Sección del documento »
Hay quien entiende la historia del universo como una evolución de organismos vivos que ha emergido con ocasión del desarrollo de la materia y ha alcanzado un cierto grado de complejidad. Para quienes defienden estas teorías parece que el mundo no es más que una cuestión de geometría extraordinariamente complejo. Sin embargo, por mucho que se compliquen unas estructuras, y por mucho que se admitiera una vertiginosa evolución en su complejidad, esa evolución de la sustancia material se enfrenta al menos a dos objeciones importantes.
La primera es que la evolución jamás explicaría el origen primero de esa materia inicial. La evolución transcurre en el tiempo; la creación es su presupuesto. La segunda es que pasar de la materia a la inteligencia humana supone un salto ontológico que no puede deberse a una simple evolución fruto del azar. La materia, por mucho que se desarrolle, no es capaz de producir un solo pensamiento capaz de comprenderse a sí misma, igual que –como sugiere André Frossard– nunca se vería que un triángulo, después de un extraordinario proceso evolutivo, advirtiera de repente, maravillado, que la suma de sus ángulos internos es igual a ciento ochenta grados.

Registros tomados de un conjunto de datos
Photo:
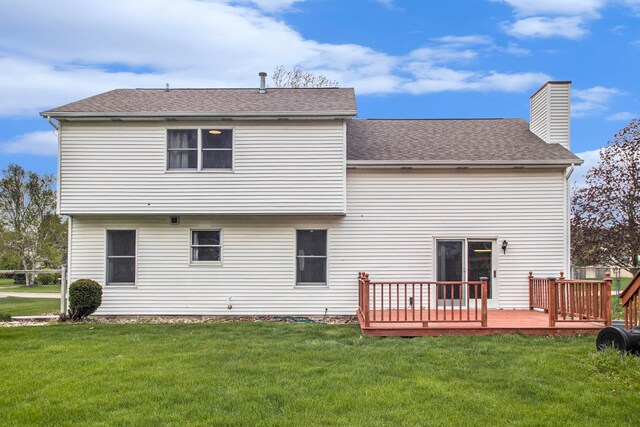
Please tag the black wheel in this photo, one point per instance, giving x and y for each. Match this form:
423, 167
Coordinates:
613, 336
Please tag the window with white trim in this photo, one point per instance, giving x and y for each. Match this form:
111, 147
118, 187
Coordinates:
206, 246
199, 149
121, 257
311, 257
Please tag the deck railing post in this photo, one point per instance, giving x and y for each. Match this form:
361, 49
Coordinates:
485, 289
552, 303
607, 299
363, 282
560, 290
531, 290
63, 290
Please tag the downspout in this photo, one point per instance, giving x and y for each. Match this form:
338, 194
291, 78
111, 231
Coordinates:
57, 130
51, 123
567, 224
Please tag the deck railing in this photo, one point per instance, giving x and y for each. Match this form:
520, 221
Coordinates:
630, 301
421, 302
571, 300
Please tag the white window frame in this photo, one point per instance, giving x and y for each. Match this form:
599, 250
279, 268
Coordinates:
191, 246
106, 257
199, 168
324, 284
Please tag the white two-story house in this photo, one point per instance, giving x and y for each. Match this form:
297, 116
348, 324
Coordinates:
270, 201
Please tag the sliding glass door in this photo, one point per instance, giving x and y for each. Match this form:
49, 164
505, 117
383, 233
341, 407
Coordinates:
459, 260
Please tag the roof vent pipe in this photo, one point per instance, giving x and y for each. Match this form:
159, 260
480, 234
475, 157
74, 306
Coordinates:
263, 87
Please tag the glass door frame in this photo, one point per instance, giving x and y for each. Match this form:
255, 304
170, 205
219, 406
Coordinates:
491, 302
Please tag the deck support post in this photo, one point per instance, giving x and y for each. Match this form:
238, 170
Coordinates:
485, 289
363, 283
552, 302
531, 290
607, 299
63, 290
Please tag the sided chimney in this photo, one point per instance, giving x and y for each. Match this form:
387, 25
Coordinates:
550, 116
263, 84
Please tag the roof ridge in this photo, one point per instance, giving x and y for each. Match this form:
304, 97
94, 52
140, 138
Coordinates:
442, 119
230, 88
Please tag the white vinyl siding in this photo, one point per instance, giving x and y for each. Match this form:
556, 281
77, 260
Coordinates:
278, 168
393, 220
550, 113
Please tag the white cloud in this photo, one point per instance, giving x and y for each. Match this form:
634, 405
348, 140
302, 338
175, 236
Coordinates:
592, 101
273, 5
591, 158
571, 27
72, 49
465, 40
553, 18
386, 3
438, 79
556, 7
41, 143
622, 116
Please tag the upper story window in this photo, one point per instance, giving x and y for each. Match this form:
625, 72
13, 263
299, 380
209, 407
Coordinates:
311, 257
199, 149
206, 246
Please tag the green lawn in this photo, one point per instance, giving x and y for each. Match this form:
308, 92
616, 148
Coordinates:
278, 374
31, 289
13, 306
7, 285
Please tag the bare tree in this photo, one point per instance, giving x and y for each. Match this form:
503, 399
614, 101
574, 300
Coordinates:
606, 212
297, 78
30, 228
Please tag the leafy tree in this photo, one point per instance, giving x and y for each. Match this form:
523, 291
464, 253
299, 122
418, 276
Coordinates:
606, 212
31, 232
297, 78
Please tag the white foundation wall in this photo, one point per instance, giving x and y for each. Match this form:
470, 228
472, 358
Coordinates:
389, 231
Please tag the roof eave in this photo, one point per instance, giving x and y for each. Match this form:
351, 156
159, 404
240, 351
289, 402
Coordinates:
195, 115
394, 164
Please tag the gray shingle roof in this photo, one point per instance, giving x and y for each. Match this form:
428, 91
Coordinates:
212, 102
463, 141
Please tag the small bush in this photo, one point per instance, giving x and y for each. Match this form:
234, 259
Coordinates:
44, 279
19, 279
85, 296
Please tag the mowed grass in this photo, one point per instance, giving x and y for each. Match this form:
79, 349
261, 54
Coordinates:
55, 289
294, 374
14, 306
8, 285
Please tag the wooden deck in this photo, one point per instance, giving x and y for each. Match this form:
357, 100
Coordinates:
525, 322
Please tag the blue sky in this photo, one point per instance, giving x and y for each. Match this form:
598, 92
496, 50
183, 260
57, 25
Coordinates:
406, 59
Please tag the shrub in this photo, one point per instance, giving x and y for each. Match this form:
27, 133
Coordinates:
19, 279
44, 279
85, 297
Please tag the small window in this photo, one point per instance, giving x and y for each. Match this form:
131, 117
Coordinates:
121, 257
205, 245
311, 257
217, 149
182, 149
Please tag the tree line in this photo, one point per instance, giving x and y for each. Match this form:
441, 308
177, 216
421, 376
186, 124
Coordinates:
32, 235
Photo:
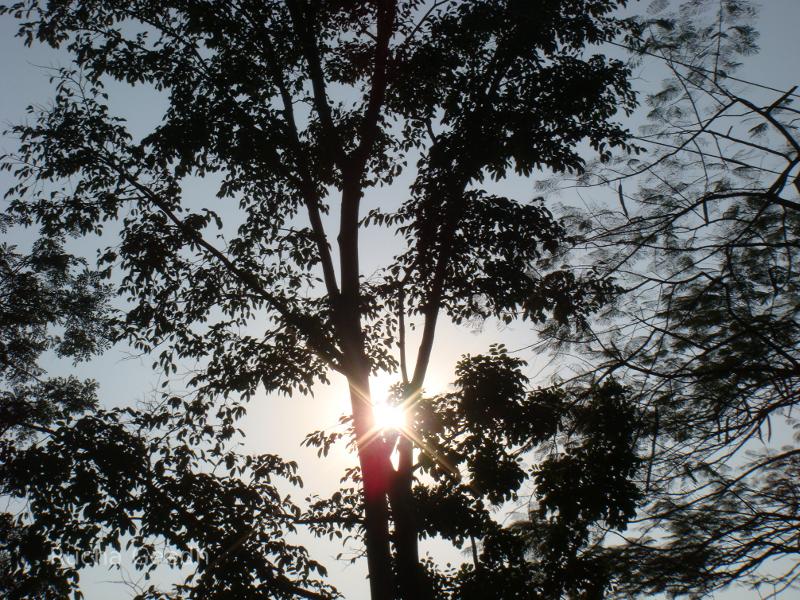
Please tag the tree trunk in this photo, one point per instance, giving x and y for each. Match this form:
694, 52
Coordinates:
376, 472
412, 582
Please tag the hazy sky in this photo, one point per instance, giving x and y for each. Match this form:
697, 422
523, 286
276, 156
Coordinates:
272, 424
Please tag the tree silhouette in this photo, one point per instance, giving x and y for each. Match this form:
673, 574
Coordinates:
304, 111
706, 329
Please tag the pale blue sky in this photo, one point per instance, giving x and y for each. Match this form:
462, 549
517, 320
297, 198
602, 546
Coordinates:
273, 424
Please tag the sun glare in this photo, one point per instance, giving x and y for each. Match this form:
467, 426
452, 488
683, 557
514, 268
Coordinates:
387, 416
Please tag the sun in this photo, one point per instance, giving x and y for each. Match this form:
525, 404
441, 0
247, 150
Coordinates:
387, 416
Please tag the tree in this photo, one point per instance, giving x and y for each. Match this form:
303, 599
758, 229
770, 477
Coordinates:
304, 111
705, 328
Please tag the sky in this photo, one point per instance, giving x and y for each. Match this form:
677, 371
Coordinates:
272, 424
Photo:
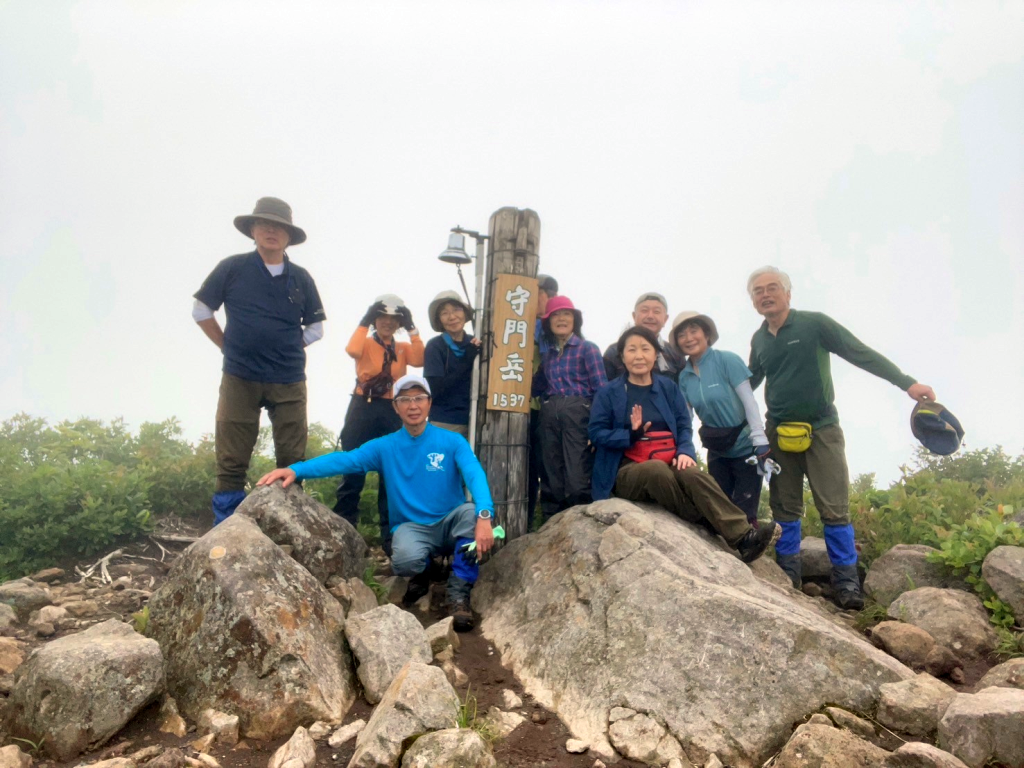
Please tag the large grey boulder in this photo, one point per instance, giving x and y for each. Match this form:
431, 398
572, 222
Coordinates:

Trabajo solicitado »
Escribe la continuación del texto sobre la evolución de la materia y el origen de la inteligencia humana, empezando después de su última frase. Estos datos proceden de una fuente distinta.

Respuesta »
Tres son los problemas con que se enfrenta la teoría de la evolución. El primero es el origen del universo; el Big Bang intenta explicarlo. El segundo el origen de la vida: de la materia animada a las primeras células (para mí, que ninguna teoría se acerca a un mínimo de explicación medianamente convincente). El tercer problema es el origen del hombre: no todo es cuestión de genes, ni de ADN. Muchas especies vegetales con más genes y más cromosomas en el núcleo celular que el Homo sapiens y ahí están: viendo pasar el tiempo con una vida puramente vegetativa.